■ **GOAL**
State how many lines in the records below contain the string "orchid". Case matters. Give only the number.

------ DATASET RECORDS

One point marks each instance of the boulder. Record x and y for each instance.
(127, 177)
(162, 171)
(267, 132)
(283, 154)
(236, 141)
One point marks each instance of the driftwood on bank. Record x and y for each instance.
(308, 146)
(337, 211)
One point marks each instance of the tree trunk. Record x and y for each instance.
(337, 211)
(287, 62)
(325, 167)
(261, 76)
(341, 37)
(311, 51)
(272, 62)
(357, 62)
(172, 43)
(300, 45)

------------
------ DATASET RECORDS

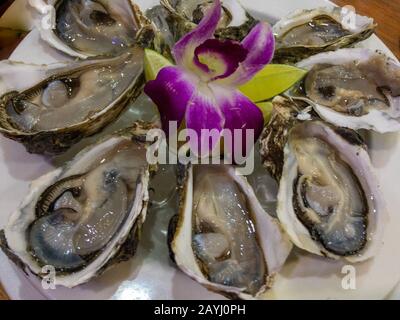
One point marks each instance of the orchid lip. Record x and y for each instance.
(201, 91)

------------

■ **CORRECT OUTPUT**
1